◆ **Directions for this task**
Output every one of the entries below verbatim, reproducing each line unchanged.

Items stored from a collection
- - - - -

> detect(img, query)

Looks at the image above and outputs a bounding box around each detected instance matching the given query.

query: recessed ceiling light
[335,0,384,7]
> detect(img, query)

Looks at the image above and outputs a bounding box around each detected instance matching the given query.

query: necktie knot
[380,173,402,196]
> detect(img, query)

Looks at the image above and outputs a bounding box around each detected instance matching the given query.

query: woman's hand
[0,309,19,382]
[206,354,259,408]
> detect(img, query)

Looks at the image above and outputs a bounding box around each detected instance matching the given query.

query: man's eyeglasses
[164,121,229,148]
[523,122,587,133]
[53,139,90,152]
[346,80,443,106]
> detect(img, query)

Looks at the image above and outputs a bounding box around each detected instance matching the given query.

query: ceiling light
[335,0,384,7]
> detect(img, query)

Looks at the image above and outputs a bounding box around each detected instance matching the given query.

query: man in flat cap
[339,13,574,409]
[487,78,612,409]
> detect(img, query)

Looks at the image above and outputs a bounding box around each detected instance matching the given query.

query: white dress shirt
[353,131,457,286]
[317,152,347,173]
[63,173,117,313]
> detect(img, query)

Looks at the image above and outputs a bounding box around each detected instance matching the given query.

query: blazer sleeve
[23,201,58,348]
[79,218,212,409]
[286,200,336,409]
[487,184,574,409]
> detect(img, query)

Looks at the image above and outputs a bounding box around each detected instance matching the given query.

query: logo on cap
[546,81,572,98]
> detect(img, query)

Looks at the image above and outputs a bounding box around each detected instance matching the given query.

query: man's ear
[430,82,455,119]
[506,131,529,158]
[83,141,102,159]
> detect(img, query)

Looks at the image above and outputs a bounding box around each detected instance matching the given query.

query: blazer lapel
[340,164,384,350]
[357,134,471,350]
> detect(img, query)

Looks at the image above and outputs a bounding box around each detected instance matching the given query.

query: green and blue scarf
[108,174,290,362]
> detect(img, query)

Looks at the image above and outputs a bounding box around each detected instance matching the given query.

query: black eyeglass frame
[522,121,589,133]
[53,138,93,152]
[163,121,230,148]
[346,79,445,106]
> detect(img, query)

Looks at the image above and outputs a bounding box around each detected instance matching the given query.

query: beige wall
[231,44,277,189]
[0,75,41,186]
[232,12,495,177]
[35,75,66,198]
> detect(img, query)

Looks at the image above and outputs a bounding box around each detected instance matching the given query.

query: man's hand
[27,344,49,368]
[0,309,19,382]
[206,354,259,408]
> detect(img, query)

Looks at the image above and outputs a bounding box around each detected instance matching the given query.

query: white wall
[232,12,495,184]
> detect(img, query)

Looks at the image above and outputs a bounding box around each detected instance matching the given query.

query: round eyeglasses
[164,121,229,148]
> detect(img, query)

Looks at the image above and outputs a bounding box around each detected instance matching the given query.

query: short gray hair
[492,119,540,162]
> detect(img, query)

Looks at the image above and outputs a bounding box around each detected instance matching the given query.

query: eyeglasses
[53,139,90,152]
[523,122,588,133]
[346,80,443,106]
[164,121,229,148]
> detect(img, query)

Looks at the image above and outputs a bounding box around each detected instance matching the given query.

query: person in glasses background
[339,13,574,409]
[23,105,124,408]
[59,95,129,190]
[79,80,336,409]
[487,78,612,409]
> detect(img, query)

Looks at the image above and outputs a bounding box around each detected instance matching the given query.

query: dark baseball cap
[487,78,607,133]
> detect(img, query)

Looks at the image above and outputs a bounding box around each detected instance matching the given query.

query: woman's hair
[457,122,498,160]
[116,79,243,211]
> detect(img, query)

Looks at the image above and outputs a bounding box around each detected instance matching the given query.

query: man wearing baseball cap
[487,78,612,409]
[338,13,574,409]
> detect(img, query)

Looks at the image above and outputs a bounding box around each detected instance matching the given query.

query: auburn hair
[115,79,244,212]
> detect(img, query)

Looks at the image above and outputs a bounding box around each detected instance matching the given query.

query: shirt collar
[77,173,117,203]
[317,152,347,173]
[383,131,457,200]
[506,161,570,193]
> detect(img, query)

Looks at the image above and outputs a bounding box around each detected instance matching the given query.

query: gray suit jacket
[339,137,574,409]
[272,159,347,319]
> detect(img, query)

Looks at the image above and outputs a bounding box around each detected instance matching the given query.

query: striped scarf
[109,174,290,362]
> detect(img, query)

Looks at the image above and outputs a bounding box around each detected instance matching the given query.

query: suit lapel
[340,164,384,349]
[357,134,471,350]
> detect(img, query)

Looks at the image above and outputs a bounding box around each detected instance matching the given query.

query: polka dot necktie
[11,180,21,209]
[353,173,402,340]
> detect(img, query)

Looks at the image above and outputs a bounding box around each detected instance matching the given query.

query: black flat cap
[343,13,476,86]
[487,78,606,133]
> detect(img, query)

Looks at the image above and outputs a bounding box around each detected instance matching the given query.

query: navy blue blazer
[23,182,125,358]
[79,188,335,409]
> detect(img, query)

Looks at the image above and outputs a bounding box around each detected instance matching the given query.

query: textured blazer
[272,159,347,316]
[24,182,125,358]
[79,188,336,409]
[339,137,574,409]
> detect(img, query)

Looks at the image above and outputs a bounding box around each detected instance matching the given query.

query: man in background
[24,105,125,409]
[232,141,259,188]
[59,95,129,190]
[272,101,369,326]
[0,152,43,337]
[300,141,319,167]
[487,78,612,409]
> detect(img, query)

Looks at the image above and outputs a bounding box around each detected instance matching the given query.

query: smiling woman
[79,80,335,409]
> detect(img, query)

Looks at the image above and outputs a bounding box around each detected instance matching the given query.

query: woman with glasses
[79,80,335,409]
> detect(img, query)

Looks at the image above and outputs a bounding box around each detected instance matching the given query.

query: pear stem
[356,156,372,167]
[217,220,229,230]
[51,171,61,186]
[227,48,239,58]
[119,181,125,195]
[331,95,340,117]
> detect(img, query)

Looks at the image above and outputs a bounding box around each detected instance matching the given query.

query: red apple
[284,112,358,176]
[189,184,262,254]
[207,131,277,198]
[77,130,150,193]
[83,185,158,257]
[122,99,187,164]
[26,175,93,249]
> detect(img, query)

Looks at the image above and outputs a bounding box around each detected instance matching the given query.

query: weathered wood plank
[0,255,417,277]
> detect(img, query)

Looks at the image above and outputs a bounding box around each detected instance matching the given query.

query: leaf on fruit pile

- - - - -

◆ **Solved exercise**
> detect(img, query)

Looks at the image above and outputs a bounding box around each detected instance matching the given query.

query: recessed ceiling light
[335,0,384,7]
> detect(img, query)

Looks at the image above and outputs a bounding box around each detected instance matching the given query.

query: necktie knot
[380,173,402,196]
> detect(img, query)

Looks at the image above and outputs a bounding box around each detected instance matching the given query.

query: woman's hand
[0,309,19,382]
[206,354,259,408]
> detect(img, query)

Looks at the image above and outputs a bounding box around each detected instance matching the given query.

query: man's eyeglasses
[164,121,229,148]
[523,122,587,133]
[53,139,90,152]
[346,80,443,106]
> detect(img, query)

Looks at the image above and outputs a bounding box around each detected instance matching the given query.

query: ceiling light
[335,0,384,7]
> detect(img, query)

Looks at the image above and outputs a bounding box around each detected instance matching the given query.

query: man in flat cap
[339,13,574,409]
[487,78,612,409]
> detect(img, query)

Looks at the image above and outputs a bounding box around each detected instance matching the given query.

query: white dress shirt
[353,131,457,286]
[317,152,347,173]
[63,173,117,313]
> detect(img, query)

Looks at the image above and outputs a bounding box around each detected instance matching the given query.

query: blazer sleeve
[23,201,58,348]
[79,218,212,409]
[286,200,336,409]
[487,184,574,409]
> detect(img, query)

Looks at the image above and outputs a bounding box around each detected instance matching the given query.

query: logo on cap
[546,81,572,98]
> detect(img, query)

Looks at the image above and outputs a bounding box around each detected instance matching the given query.

query: man's ear
[430,82,455,119]
[506,131,529,158]
[83,141,102,159]
> detect(img, query)

Looks at the image above and outputs a bounding box around each detected instance matching the given query.

query: blazer lapel
[340,164,384,350]
[357,134,471,350]
> detect(img, query)

Looks at the image above and outputs a bounding box around each detected instance matching the given query.

query: green and blue scarf
[108,174,290,362]
> detect(img, query)

Looks at the image above and outputs a bounding box around each detected instance matching the given query.

query: black eyeglass frame
[522,121,589,133]
[53,138,93,152]
[163,121,230,148]
[346,79,445,106]
> detect(img, query)

Looks at the image above and outputs a bounding box around each detected instance matching the given query.

query: beige wall
[231,44,277,189]
[0,75,41,186]
[232,12,495,177]
[35,75,66,198]
> detect(img, query)

Looks at the image above and outputs a bounding box around each detected instance matching the given query.

query: man's hand
[27,344,49,368]
[0,309,19,382]
[206,354,259,408]
> detect(img, query)

Looks at the image above and outputs a bounding box around each detected instance matching the given query.

query: white wall
[232,12,495,184]
> detect(img, query)

Looks at the image above and outputs a bounding box around each detected instance matching the given query.

query: round eyeglasses
[164,121,229,148]
> detect(img, query)

Looks at the image above and outputs a bounding box around each detected instance matching the given query.

query: short gray hair
[492,119,540,162]
> detect(img, query)

Looks at the image above and outputs a bounding box around each detected instance matching the given query.

query: eyeglasses
[53,139,90,152]
[523,122,588,133]
[346,80,443,106]
[164,121,229,148]
> detect(img, query)

Looks at the image above and outputs a bounding box around each detected instance matching the given query.

query: person in glasses background
[339,13,574,409]
[23,105,124,408]
[59,95,129,190]
[79,80,336,409]
[487,78,612,409]
> detect(img, query)

Looks at the image above and outputs a bounding box around each detected instance matching the given query.

query: dark baseball cap
[487,78,607,133]
> detect(img, query)

Looks at the image above and outputs a bounding box around each detected instance matching the given query.

query: woman's hair
[457,122,498,160]
[116,79,243,211]
> detect(img, query)

Looks at the image above and outputs a bounding box around each detected instance matching the given query.

query: man wearing baseball cap
[487,78,612,409]
[338,13,574,409]
> detect(img, query)

Looks at the image above and outputs a bounding box around each detected instance matching the given query.

query: auburn hair
[115,79,244,212]
> detect(img, query)

Looks at the image above and outputs a bounding box around each detected instance matching the given query.

query: shirt collar
[77,173,117,203]
[317,152,347,173]
[383,131,457,200]
[506,161,570,193]
> detect(img, query)

Looks at the image above and outputs a bounding box around each detected instance matching the given query.

query: gray suit jacket
[339,137,574,409]
[272,159,347,319]
> detect(img, query)

Looks at the image above and outputs a bounding box around each detected instance matching the given query.

query: striped scarf
[109,174,290,362]
> detect(img, query)

Looks at the image above and outputs a bounding box around each detected instance matching the given query.

query: suit lapel
[340,164,384,349]
[357,134,471,350]
> detect(img, query)

Looks at the image above and outputs a bounding box around each detected instance matching the given query.

query: polka dot necktie
[11,180,21,209]
[353,173,402,340]
> detect(img, query)

Looks at the image above and outputs a bounding box around each detected instance matching the given query.

query: black flat cap
[343,13,476,86]
[487,78,606,133]
> detect(img, query)

Looks at the image above and outputs a bounding box around each detected instance matching the given query.

query: navy blue blazer
[23,182,125,358]
[79,188,335,409]
> detect(img, query)

Looks at the image above and outputs a bounding box around each detected instance matching the given query.

query: textured blazer
[272,159,347,316]
[24,182,125,358]
[79,188,336,409]
[339,137,574,409]
> detect(img, query)

Looks at the image above and outputs a bounding box around each detected instance matching the given query.

query: man in background
[24,105,125,409]
[232,141,259,188]
[59,95,129,190]
[272,101,369,326]
[0,152,43,337]
[300,141,319,167]
[487,78,612,409]
> detect(img, query)

Looks at the image above and outputs a bounding box around each detected instance matching the given query.

query: smiling woman
[79,80,335,409]
> detect(img, query)

Looks at the image above and outputs a bounding box around each detected instance matching the given query.

query: woman with glasses
[79,80,335,409]
> detect(img, query)

Looks at the image above and outputs a bounding box around each detected instance matching the given query.

query: pear stem
[356,156,372,167]
[217,220,229,230]
[51,171,61,186]
[227,48,239,58]
[119,181,125,195]
[331,95,340,117]
> detect(img, query)

Looks at the image above and outputs a bounding box around each detected instance matching the given query.

query: red apple
[284,112,358,176]
[189,184,262,254]
[207,131,277,198]
[77,130,150,193]
[83,185,158,257]
[122,99,187,164]
[26,175,93,249]
> detect(img, query)

Looks at the image above and outputs a bounding box around each detected instance matching the given query.

query: weathered wood plank
[0,255,417,277]
> detect(img, query)

Looks at the image above and outputs a bounding box around each detected instance matching the given query.

query: leaf on fruit pile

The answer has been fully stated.